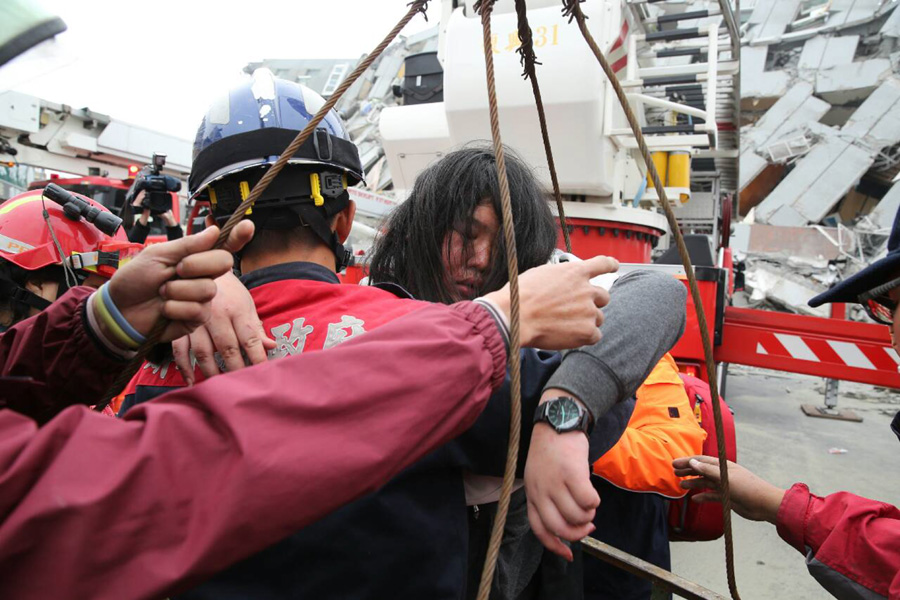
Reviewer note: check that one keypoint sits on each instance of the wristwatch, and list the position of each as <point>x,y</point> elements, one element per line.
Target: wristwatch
<point>563,414</point>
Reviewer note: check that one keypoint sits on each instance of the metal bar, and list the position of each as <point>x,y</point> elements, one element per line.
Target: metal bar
<point>711,75</point>
<point>659,129</point>
<point>693,68</point>
<point>695,14</point>
<point>731,26</point>
<point>675,34</point>
<point>660,577</point>
<point>625,139</point>
<point>660,103</point>
<point>681,52</point>
<point>651,81</point>
<point>631,68</point>
<point>829,348</point>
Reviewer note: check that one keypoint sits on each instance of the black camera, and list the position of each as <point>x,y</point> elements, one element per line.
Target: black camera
<point>75,208</point>
<point>157,187</point>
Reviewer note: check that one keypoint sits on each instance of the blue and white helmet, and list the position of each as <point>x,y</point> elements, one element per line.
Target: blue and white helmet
<point>254,122</point>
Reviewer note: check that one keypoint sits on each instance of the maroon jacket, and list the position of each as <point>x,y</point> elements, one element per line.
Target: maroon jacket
<point>204,476</point>
<point>54,361</point>
<point>852,544</point>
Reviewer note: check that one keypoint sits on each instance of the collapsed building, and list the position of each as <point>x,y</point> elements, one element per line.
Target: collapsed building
<point>820,144</point>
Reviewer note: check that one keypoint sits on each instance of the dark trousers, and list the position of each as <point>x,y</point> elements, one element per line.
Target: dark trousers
<point>633,522</point>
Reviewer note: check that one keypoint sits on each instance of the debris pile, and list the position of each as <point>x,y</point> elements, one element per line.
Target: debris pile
<point>361,105</point>
<point>820,144</point>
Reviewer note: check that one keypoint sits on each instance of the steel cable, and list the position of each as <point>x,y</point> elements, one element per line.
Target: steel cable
<point>529,60</point>
<point>512,263</point>
<point>572,9</point>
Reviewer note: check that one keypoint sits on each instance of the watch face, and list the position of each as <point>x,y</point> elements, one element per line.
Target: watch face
<point>563,414</point>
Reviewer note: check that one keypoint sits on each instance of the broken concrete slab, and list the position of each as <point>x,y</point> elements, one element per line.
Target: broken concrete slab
<point>877,121</point>
<point>847,13</point>
<point>823,52</point>
<point>756,82</point>
<point>844,84</point>
<point>882,216</point>
<point>890,32</point>
<point>770,19</point>
<point>811,247</point>
<point>796,108</point>
<point>768,282</point>
<point>751,165</point>
<point>818,182</point>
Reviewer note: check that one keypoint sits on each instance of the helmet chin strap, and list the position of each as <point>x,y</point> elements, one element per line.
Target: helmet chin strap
<point>313,218</point>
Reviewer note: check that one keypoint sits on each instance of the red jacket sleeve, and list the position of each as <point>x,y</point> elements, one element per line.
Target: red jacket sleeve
<point>204,476</point>
<point>852,544</point>
<point>58,352</point>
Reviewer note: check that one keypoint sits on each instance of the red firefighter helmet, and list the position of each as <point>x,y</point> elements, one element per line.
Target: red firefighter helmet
<point>26,240</point>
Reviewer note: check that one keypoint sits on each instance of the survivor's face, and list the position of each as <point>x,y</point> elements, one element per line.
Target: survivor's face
<point>466,256</point>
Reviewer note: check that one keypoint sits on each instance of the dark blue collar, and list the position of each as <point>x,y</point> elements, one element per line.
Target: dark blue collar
<point>294,270</point>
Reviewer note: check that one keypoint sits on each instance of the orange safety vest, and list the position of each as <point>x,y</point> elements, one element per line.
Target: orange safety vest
<point>661,429</point>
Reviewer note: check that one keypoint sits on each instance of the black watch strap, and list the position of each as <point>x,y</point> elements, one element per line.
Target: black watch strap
<point>582,423</point>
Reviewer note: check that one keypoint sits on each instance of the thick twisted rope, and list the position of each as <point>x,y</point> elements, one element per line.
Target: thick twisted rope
<point>417,6</point>
<point>572,9</point>
<point>529,60</point>
<point>515,363</point>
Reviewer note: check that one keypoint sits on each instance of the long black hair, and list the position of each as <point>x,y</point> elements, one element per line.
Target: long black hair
<point>444,198</point>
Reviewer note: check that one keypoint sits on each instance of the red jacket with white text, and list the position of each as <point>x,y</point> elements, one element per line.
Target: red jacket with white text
<point>155,503</point>
<point>852,544</point>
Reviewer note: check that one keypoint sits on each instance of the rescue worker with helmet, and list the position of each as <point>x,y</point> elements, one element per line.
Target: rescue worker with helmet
<point>41,257</point>
<point>409,538</point>
<point>186,485</point>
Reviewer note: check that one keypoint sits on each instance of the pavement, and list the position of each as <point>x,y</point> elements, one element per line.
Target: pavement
<point>778,442</point>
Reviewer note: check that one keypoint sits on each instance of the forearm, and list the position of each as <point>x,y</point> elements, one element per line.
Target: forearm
<point>643,320</point>
<point>174,232</point>
<point>848,540</point>
<point>57,349</point>
<point>244,459</point>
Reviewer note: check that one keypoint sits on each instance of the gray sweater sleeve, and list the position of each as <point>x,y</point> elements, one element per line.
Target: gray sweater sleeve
<point>643,320</point>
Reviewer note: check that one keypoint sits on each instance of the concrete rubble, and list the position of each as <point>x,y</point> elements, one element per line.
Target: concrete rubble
<point>820,137</point>
<point>820,145</point>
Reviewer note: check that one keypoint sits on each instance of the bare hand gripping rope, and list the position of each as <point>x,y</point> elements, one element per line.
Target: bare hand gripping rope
<point>573,10</point>
<point>417,6</point>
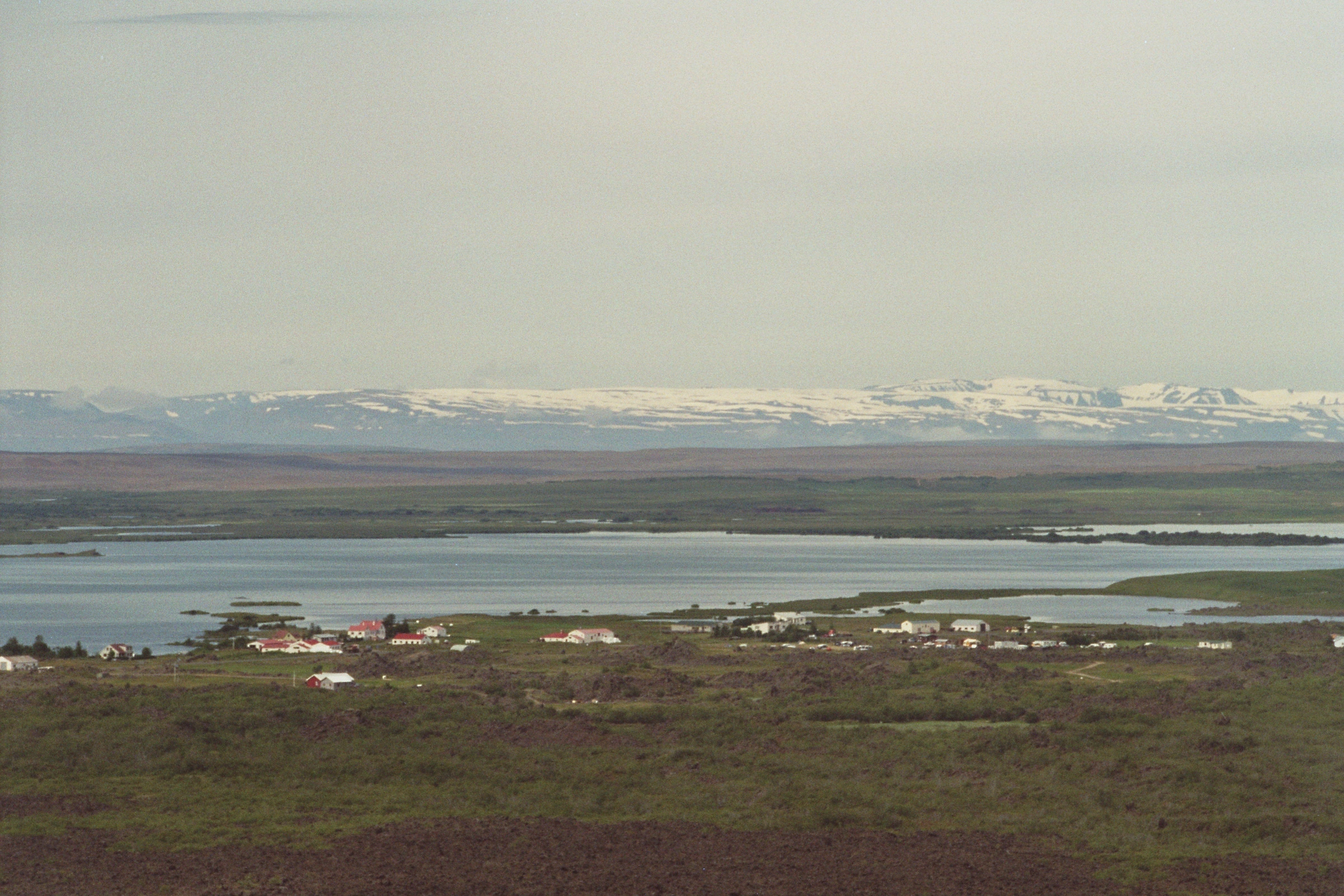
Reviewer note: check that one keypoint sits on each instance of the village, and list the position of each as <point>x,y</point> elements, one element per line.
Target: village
<point>781,630</point>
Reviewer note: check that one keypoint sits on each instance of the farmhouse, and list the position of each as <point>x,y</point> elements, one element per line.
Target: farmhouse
<point>593,636</point>
<point>312,645</point>
<point>331,680</point>
<point>368,630</point>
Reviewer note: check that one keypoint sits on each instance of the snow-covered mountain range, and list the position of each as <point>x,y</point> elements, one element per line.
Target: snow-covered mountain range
<point>642,418</point>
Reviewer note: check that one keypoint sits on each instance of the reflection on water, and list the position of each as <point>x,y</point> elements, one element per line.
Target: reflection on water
<point>138,590</point>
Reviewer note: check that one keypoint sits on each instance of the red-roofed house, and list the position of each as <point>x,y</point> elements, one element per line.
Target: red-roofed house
<point>368,630</point>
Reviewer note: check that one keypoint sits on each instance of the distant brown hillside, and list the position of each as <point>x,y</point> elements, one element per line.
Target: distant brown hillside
<point>295,471</point>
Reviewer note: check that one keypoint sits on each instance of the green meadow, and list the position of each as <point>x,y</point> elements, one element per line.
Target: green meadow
<point>1140,755</point>
<point>958,507</point>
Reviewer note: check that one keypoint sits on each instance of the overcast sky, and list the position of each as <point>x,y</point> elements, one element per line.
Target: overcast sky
<point>319,195</point>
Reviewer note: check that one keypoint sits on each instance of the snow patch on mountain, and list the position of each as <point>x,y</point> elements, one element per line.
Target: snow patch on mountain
<point>633,418</point>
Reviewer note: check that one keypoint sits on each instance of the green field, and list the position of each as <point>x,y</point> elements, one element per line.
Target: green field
<point>960,507</point>
<point>1136,755</point>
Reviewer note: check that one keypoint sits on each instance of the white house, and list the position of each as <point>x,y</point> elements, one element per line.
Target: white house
<point>308,645</point>
<point>368,630</point>
<point>331,680</point>
<point>594,636</point>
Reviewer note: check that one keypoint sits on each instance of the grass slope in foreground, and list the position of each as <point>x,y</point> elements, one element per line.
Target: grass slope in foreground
<point>1136,758</point>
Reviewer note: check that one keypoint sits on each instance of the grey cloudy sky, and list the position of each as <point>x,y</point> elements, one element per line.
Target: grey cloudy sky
<point>308,195</point>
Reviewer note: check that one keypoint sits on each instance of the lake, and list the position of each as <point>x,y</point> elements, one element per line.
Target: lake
<point>138,590</point>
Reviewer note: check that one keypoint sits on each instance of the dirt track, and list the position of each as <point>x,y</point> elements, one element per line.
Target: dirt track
<point>306,469</point>
<point>561,857</point>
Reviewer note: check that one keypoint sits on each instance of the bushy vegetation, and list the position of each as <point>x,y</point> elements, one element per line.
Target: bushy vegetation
<point>1164,752</point>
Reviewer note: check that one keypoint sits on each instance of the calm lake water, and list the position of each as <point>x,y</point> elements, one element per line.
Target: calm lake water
<point>138,590</point>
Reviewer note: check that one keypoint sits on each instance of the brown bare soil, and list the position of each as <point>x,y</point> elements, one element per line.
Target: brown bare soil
<point>303,471</point>
<point>562,857</point>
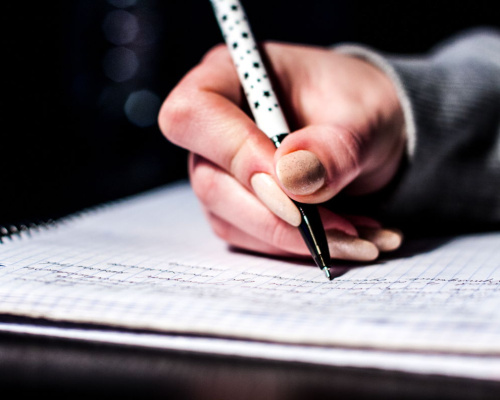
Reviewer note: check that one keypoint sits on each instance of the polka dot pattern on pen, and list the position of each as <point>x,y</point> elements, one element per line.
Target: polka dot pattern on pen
<point>251,70</point>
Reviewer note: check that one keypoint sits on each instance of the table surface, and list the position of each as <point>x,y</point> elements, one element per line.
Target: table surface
<point>32,365</point>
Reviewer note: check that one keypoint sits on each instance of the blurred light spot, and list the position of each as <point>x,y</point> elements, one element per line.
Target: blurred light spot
<point>111,101</point>
<point>122,3</point>
<point>120,64</point>
<point>120,27</point>
<point>141,108</point>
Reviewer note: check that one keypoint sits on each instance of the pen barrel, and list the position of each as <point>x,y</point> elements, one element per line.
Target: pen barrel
<point>251,69</point>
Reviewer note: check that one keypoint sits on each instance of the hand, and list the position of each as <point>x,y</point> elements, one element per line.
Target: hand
<point>350,138</point>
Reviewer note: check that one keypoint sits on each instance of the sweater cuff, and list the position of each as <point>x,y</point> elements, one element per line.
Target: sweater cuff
<point>381,63</point>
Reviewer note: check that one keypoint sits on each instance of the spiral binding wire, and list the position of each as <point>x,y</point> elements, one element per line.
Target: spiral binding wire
<point>9,232</point>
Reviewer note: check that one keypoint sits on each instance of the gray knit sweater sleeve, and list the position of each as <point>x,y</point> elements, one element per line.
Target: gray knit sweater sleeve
<point>451,98</point>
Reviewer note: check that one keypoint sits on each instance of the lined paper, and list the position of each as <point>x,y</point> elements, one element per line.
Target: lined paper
<point>151,262</point>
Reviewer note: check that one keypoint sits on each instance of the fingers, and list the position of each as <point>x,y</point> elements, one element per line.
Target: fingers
<point>242,220</point>
<point>203,114</point>
<point>315,163</point>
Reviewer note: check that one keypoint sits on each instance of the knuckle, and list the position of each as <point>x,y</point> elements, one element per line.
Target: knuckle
<point>205,183</point>
<point>174,113</point>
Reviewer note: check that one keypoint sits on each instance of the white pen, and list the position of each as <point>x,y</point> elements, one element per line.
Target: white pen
<point>266,109</point>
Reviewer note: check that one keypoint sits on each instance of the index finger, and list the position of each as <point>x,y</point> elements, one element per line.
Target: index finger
<point>204,115</point>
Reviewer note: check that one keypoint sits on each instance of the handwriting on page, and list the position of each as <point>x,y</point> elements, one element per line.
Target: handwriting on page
<point>136,266</point>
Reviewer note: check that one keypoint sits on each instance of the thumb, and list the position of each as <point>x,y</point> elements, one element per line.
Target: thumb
<point>313,164</point>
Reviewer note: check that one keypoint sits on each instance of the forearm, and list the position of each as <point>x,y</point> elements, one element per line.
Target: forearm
<point>452,96</point>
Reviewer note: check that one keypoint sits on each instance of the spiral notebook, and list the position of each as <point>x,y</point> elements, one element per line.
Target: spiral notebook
<point>148,271</point>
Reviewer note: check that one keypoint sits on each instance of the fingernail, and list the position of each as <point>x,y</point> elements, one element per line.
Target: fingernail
<point>301,172</point>
<point>348,247</point>
<point>268,191</point>
<point>384,239</point>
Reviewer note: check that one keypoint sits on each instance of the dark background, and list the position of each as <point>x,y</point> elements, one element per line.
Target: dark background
<point>82,82</point>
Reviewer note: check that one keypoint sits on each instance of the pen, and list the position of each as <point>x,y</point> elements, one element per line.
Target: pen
<point>266,110</point>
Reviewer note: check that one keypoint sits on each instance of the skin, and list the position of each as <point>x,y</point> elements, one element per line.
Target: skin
<point>350,125</point>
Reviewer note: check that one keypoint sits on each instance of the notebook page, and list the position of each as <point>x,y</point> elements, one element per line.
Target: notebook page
<point>453,365</point>
<point>152,263</point>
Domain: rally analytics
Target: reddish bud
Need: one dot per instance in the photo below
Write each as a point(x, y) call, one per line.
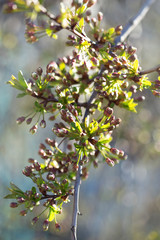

• [Aim] How many lines of the records contain the word "foreground"? Reply with the number alone.

• [Result of this task] 2